**Задание A**
Определите, согласуются ли с фрагментом о Данте три утверждения. Для каждого ответьте «да» или «нет» и приведите точную цитату из фрагмента, которая это решает. (i) По мнению Трави, мир проклятых осознанно вторит движениям Небесных сфер. (ii) Данте-персонаж осознает переворот перспективы на границе Чистилища и Рая. (iii) На рубеже XIX и XX веков несовместимость земного и небесного перерастает в новую дихотомию вследствие развития психологии.
**Задание B**
Продолжите фрагмент о Данте, начиная сразу после его последнего предложения.

**Выдержка из документа**
----

Итальянский исследователь Эрнесто Трави указывает на то, что это соотношение является одновременно «оппозиционным» и «позитивным» [10, p. 46]: оппозиционным — поскольку мир грешников осознанно перевернут относительно Неба [10, p. 57], позитивным — поскольку мир проклятых неосознанно вторит движениям Небесных сфер.
Согласно Данте, «переход» из Земного мира в Небесный сопровождается переворотом перспективы, т. е. оптическим переворотом в его образном и смысловом выражениях2. На границе Ада и Чистилища сам Данте-персонаж осознает этот переворот, когда, обернувшись, видит пройденный им путь с обратной перспективы и понимает, что с новой точки зрения его «нисхождение» превратилось в «восхождение» и движение по кругу «влево» (знак гибели), ретроспективно стало непроизвольным движением «вправо» (т. е. следованием «правильным», указанным Небом путем).
Средневековое противопоставление земного и небесного миров снова обостряется в философии романтизма и выражается в несовместимости материи и духа, жизни и сна, жизни и искусства (например, в произведениях В.-Г. Вакенродера, Э. Т. А. Гофмана). На рубеже XIX и XX вв., вследствие развития психологии, эта несовместимость перерастает в новую дихотомию (я/ты, свое/чужое) и, следовательно, проблему разобщенности, чуждости сознаний индивидуумов.

----

**Выдержка из данных**
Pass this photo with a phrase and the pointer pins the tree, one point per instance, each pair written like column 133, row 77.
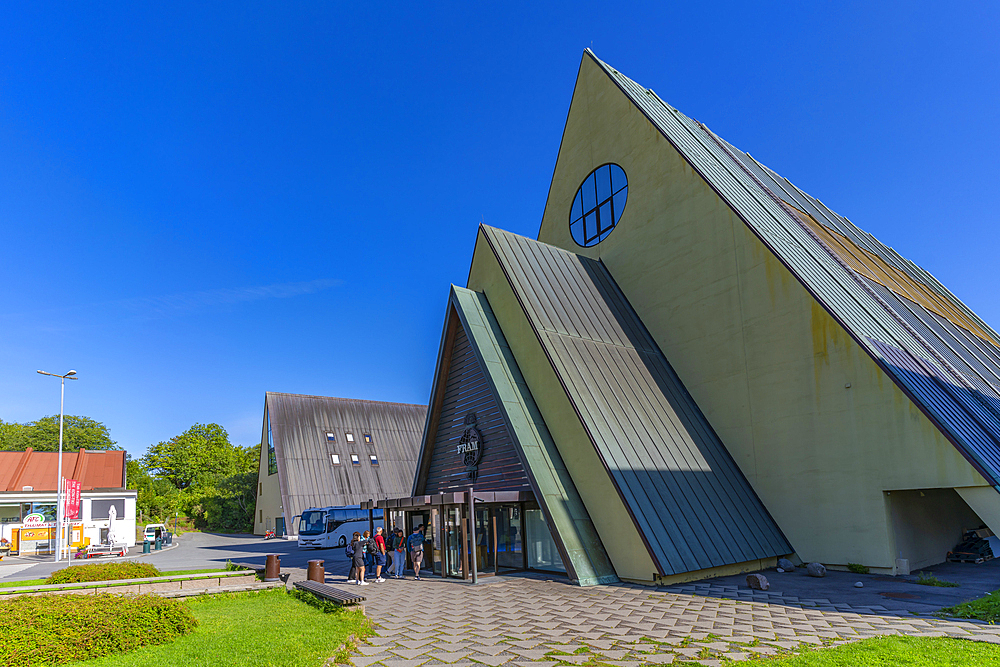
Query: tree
column 43, row 435
column 202, row 456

----

**Ответ A**
(i) Нет: «мир проклятых неосознанно вторит движениям Небесных сфер».
(ii) Нет: «На границе Ада и Чистилища сам Данте-персонаж осознает этот переворот».
(iii) Да: «вследствие развития психологии, эта несовместимость перерастает в новую дихотомию».

**Ответ B**
В свете и тех, и других теорий, а также последних достижений точных наук3, Павел Флоренский приступил к исследованию соотношений двух миров — видимого и невидимого, ставя акцент на вопрос о границе.
В уже упомянутой работе «Иконостас» понятие границы разрабатывается в хри-стианско-символистском ключе, очень близком к мировоззрению русских символистов «младшего поколения» (представителями которого являлись Александр Блок, Андрей Белый, Вячеслав Иванов). «Граница», которую исследует П. Флоренский, является, прежде всего, самой «Границей» — той, что разделяет Небо и Землю (согласно христианской терминологии, которой придерживался и Данте), видимый мир от невидимого.
2 Важно отметить, что именно терцины, относящиеся к этому переходу, были процитированы П. Флоренским в работе «Мнимости в геометрии», написанной в 1922 г. [11].
3 Имеются в виду работы ученых, развиваших теории математика Н. И. Лобачевского, «который взорвал Эвклидов мир и открыл сто лет назад многие теории, позднее разработанные Эйнштейном» [12, с. 507].
По мнению философа, эти два мира имеют общую границу, которую он обнаруживает в человеческой душе. П. Флоренский останавливает внимание на тех мгновениях, «когда оба мира соприкасаются, и нами созерцается самое это прикосновение» [9, с. 37].
Соответственно, Граница становится значимым местом, вернее, «местом-временем исключительной онтологической интенсивности, в котором происходят столкновение, встреча двух миров».
В качестве «ступеней жизни в невидимое» Павел Флоренский выделяет три состояния человеческой души («подвешенности» между двумя мирами, которые может испытать каждый): состояния сна, художественного творчества и мистического прозрения. Именно эти состояния души (или фазы сознания) как «ступени в невидимое» занимают особое место в произведениях В. Набокова, являясь обязательными этапами духовного развития героев.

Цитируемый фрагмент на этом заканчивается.